■ **What is needed**
Pull out every line in the records below that contains the string "finial".

>> START Data provided

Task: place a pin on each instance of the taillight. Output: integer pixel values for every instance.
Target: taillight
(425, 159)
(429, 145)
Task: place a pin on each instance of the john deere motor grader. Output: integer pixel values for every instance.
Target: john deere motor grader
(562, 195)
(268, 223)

>> END Data provided
>> START Data provided

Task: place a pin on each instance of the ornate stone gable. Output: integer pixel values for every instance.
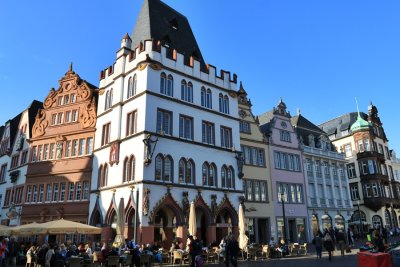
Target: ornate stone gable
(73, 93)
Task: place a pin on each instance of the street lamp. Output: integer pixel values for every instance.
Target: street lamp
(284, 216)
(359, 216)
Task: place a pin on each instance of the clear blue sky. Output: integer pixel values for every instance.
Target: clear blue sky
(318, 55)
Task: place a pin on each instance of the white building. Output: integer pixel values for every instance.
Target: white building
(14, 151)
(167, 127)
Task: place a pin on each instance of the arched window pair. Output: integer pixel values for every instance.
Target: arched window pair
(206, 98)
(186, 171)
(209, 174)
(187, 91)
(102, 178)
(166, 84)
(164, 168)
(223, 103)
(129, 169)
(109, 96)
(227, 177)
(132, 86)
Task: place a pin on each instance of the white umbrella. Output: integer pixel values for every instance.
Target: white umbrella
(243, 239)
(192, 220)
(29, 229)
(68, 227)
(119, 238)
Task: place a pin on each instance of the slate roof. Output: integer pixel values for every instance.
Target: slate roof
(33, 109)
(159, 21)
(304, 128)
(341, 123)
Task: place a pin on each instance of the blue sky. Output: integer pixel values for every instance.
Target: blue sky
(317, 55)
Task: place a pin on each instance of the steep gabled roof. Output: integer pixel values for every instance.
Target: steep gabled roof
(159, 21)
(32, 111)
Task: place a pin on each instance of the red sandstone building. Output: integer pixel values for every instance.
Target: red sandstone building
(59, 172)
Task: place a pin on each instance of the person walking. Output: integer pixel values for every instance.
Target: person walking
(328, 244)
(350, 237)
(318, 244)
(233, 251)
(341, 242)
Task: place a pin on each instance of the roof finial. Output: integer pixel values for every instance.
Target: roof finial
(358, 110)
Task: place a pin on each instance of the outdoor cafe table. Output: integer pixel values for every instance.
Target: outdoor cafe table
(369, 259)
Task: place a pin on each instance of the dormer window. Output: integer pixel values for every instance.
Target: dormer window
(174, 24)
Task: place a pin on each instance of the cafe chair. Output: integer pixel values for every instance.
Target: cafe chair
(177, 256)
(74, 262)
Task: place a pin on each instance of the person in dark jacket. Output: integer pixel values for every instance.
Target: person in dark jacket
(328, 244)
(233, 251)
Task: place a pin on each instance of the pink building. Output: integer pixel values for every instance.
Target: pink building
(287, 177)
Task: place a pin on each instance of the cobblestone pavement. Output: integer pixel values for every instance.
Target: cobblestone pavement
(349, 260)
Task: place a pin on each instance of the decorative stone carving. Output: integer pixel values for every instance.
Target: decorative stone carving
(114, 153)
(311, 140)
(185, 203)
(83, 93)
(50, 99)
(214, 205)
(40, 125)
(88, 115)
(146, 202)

>> END Data provided
>> START Data provided

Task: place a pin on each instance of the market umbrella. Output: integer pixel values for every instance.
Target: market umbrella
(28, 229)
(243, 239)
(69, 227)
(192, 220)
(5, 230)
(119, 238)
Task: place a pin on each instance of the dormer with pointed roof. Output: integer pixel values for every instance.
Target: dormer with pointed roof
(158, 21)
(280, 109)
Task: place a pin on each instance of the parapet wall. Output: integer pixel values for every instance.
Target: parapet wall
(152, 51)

>> END Data provided

■ **Answer to this problem**
Task: place a pin on each instance of the roof finial. Output: integer pixel values for every instance.
Target: roof finial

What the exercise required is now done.